__Written task__: Repeat every row below word for word, leaving out the pictures.

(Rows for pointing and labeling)

_ _ _

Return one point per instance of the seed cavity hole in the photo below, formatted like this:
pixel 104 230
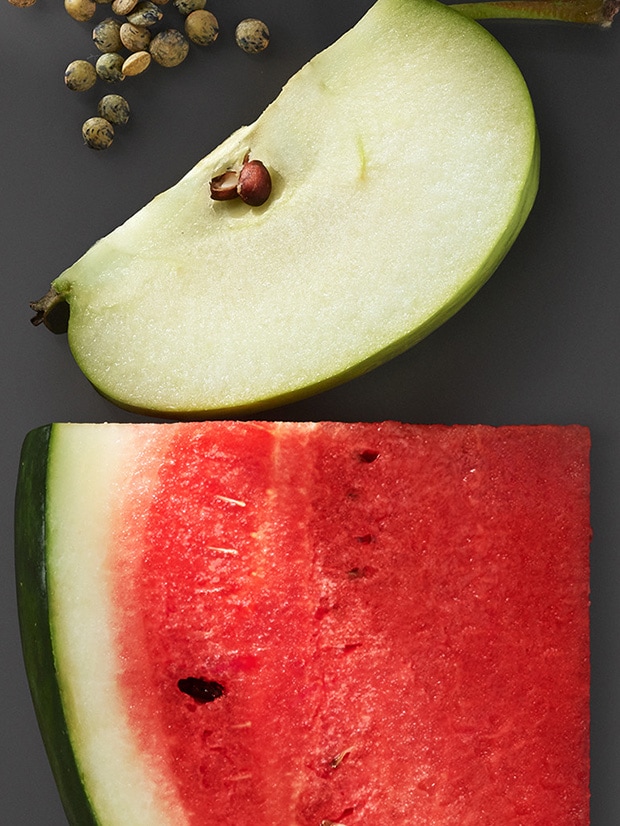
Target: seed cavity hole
pixel 200 690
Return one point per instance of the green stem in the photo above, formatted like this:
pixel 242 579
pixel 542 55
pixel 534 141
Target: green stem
pixel 599 12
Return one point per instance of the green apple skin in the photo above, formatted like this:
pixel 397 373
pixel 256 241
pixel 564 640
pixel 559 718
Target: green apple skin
pixel 404 161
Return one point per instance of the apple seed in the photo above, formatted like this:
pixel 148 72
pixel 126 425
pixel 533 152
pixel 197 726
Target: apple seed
pixel 254 186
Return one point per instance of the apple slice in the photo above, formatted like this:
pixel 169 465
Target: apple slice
pixel 403 162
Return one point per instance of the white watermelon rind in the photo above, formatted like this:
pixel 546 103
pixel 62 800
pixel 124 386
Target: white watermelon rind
pixel 33 612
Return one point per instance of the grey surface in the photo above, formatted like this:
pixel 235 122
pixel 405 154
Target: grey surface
pixel 539 343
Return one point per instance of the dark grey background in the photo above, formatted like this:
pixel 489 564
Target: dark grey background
pixel 538 344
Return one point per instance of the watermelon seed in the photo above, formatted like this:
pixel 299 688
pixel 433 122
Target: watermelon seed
pixel 203 691
pixel 337 760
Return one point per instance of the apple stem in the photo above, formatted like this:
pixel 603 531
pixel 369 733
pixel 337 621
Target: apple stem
pixel 44 307
pixel 598 12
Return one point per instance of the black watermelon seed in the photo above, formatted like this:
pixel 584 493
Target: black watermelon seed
pixel 203 691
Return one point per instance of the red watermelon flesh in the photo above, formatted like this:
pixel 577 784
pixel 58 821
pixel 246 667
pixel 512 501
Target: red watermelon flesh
pixel 360 624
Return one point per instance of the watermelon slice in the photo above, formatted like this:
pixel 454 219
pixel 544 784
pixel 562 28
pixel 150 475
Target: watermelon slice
pixel 278 624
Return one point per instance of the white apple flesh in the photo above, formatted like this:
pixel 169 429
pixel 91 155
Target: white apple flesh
pixel 404 161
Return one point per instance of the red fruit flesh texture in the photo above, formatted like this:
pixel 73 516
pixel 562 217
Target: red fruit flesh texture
pixel 397 616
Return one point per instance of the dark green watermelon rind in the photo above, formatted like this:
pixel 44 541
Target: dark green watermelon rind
pixel 33 611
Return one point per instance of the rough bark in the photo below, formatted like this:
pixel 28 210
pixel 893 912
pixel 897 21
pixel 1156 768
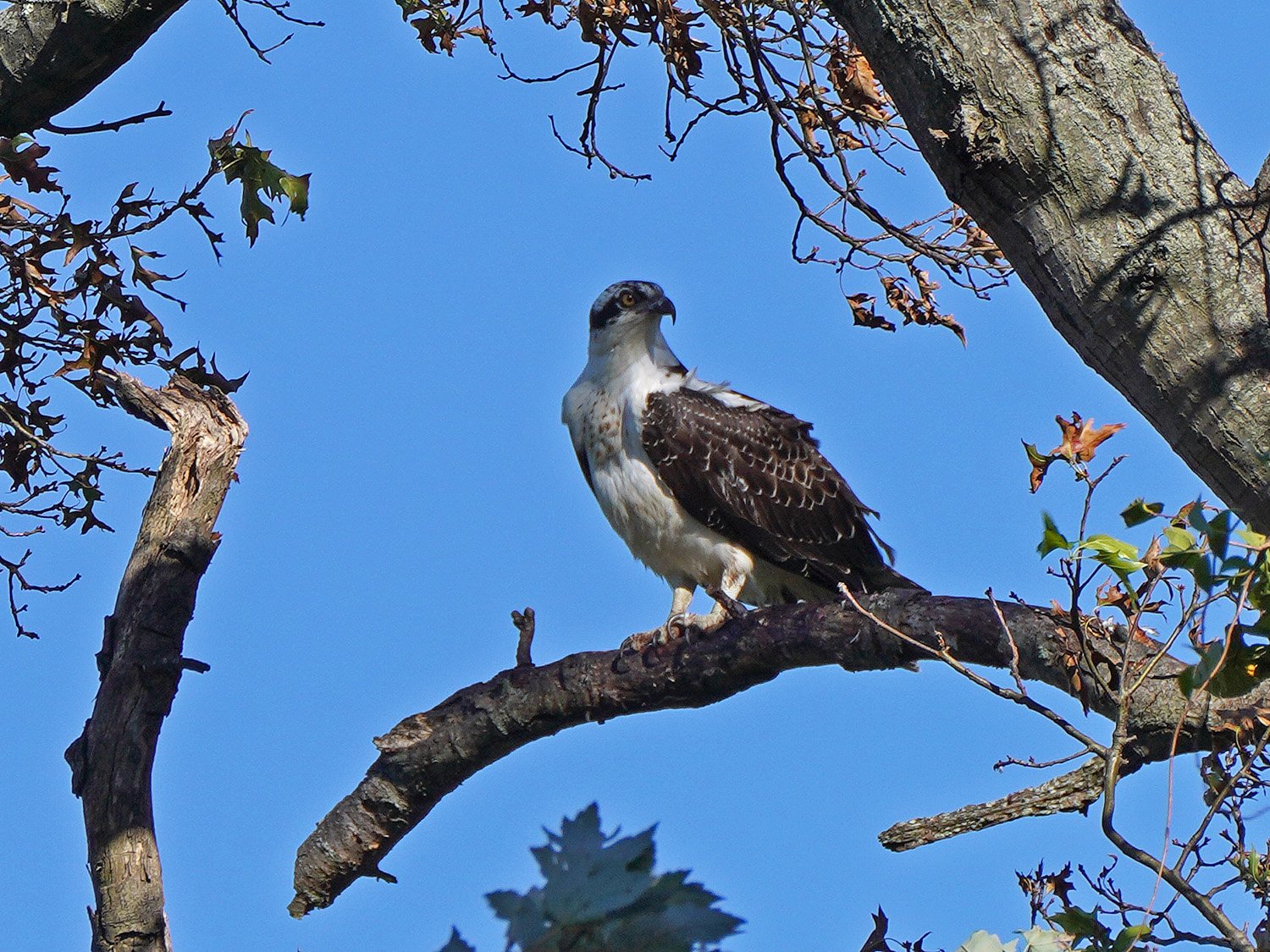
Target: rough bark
pixel 429 754
pixel 141 659
pixel 55 53
pixel 1059 129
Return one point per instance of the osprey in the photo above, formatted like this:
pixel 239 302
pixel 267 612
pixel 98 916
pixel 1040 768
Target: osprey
pixel 709 487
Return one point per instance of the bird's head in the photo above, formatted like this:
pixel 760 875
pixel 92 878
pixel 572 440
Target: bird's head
pixel 629 305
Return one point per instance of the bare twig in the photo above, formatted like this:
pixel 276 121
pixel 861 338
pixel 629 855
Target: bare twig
pixel 157 112
pixel 523 622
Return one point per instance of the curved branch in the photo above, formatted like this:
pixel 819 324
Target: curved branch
pixel 1066 139
pixel 141 660
pixel 428 756
pixel 55 53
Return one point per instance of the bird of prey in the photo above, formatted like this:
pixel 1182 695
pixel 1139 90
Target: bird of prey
pixel 709 487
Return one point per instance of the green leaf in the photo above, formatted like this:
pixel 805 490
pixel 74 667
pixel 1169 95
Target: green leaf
pixel 1227 669
pixel 1117 555
pixel 983 941
pixel 244 162
pixel 456 944
pixel 1039 939
pixel 1080 923
pixel 1129 937
pixel 599 893
pixel 1140 510
pixel 1252 540
pixel 1051 537
pixel 1218 531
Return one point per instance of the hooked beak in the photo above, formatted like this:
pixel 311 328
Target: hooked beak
pixel 667 307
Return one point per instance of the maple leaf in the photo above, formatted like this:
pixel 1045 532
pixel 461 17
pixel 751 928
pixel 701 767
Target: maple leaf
pixel 23 162
pixel 856 85
pixel 1081 438
pixel 863 312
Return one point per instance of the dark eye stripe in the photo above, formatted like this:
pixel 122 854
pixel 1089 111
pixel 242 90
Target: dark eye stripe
pixel 605 315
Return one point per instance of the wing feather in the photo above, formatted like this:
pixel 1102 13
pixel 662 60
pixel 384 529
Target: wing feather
pixel 756 475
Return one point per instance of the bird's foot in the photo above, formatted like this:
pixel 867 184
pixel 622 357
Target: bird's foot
pixel 678 627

_ _ _

__Output of the exercise__:
Return one point per instance of the seed cavity hole in the photo below, formatted like this:
pixel 104 230
Target: seed cavity hole
pixel 200 690
Return one point per instance of the green stem in the photo above, formatted like this:
pixel 242 579
pixel 542 55
pixel 534 141
Target: green stem
pixel 599 12
Return one point per instance of the green apple skin in the photo above, formatted like this:
pixel 397 373
pixel 256 241
pixel 564 640
pixel 559 718
Target: green apple skin
pixel 404 161
Return one point per instance of the apple seed in the photo above, formatted like this:
pixel 148 72
pixel 126 425
pixel 533 152
pixel 197 726
Target: apple seed
pixel 254 186
Return one point per instance of the apple slice in the photo above, formatted like this:
pixel 169 465
Target: apple slice
pixel 403 162
Return one point per instance of the white watermelon rind in the photo above, formatted like this:
pixel 546 103
pixel 62 800
pixel 124 386
Target: white watermelon rind
pixel 33 612
Return one point per instance of the grey surface in the photo above, formatted like this:
pixel 235 122
pixel 405 154
Target: grey surface
pixel 539 343
Return one point per instance of the dark grey background in the photo above, formatted like this:
pixel 489 564
Target: dark grey background
pixel 538 344
Return one point per instance of the watermelon seed in the photo above, formatted like this:
pixel 299 688
pixel 433 122
Target: watermelon seed
pixel 203 691
pixel 337 760
Return one point per instance of the apple stem in the photo above, formatted like this:
pixel 603 531
pixel 369 733
pixel 337 621
Target: apple stem
pixel 44 307
pixel 598 12
Return one point per instance of the black watermelon seed in the photo above, formatted like this:
pixel 584 493
Target: black watermelon seed
pixel 203 691
Return one point per instance of the red watermelon flesh in the photo above, formatted like this:
pixel 577 784
pixel 58 821
pixel 246 667
pixel 512 501
Target: red watermelon flesh
pixel 360 624
Return one point per instance of the watermelon slice in the photo above, formatted like this:
pixel 454 219
pixel 544 784
pixel 562 28
pixel 150 475
Target: watermelon slice
pixel 278 624
Return one point per instance of the white apple flesh in the photo above, formatted like this:
pixel 169 429
pixel 91 155
Target: white apple flesh
pixel 404 161
Return one point per instance of the red fruit flesh texture in the photo above, formatted like this:
pixel 73 516
pixel 562 217
Target: red fruit flesh texture
pixel 397 616
Return one point per instance of the dark green watermelon rind in the photo above, formatted like this:
pixel 44 541
Target: dark green watermelon rind
pixel 33 611
Return one point per instance of the rough bark in the photo below, formatted like this:
pixel 28 210
pixel 893 912
pixel 897 21
pixel 1156 768
Target: rough bark
pixel 429 754
pixel 141 659
pixel 55 53
pixel 1059 129
Return one point per instance of the osprey in the photo above, formatted like this:
pixel 239 302
pixel 267 612
pixel 98 916
pixel 1040 768
Target: osprey
pixel 709 487
Return one point per instance of the bird's head in the photo above, formatted like this:
pixel 760 875
pixel 92 878
pixel 572 440
Target: bird's head
pixel 629 305
Return one point per instance of the bare twig in the photo above, formatted like this:
pixel 276 121
pixel 861 338
pixel 629 855
Target: bare twig
pixel 157 112
pixel 523 622
Return one point per instance of the curved branch in the photo above, formatted like this:
pixel 819 324
Target: curved branch
pixel 1066 139
pixel 141 660
pixel 428 756
pixel 55 53
Return one point per instance of the bird of prey in the photo above, formatted like this:
pixel 1182 695
pixel 1139 90
Target: bird of prey
pixel 709 487
Return one point per instance of the green leaf in the photo above, formatted like this:
pixel 805 490
pixel 74 667
pixel 1169 95
Target: green leaf
pixel 1227 669
pixel 1117 555
pixel 983 941
pixel 244 162
pixel 456 944
pixel 1039 939
pixel 1080 923
pixel 1129 937
pixel 599 893
pixel 1140 510
pixel 1252 540
pixel 1051 537
pixel 1218 531
Return one point per instance of the hooked beak in the photo above, formatted like this:
pixel 311 328
Target: hooked beak
pixel 667 307
Return one point per instance of the maple leaf in the photo above, formatted like this:
pixel 1045 532
pixel 461 17
pixel 751 928
pixel 701 767
Target: maple leaf
pixel 23 162
pixel 856 85
pixel 1081 438
pixel 863 312
Return one point per instance of the dark eye stripe in the photo above, formatted like this:
pixel 122 854
pixel 1089 111
pixel 242 90
Target: dark eye stripe
pixel 605 315
Return one point per instance of the wing feather in the photo above, formatted like this:
pixel 1102 13
pixel 662 60
pixel 384 529
Target: wing feather
pixel 756 475
Return one point per instance of the bird's foot in the photo above, formatted like this:
pixel 867 184
pixel 622 357
Target: bird's foot
pixel 678 627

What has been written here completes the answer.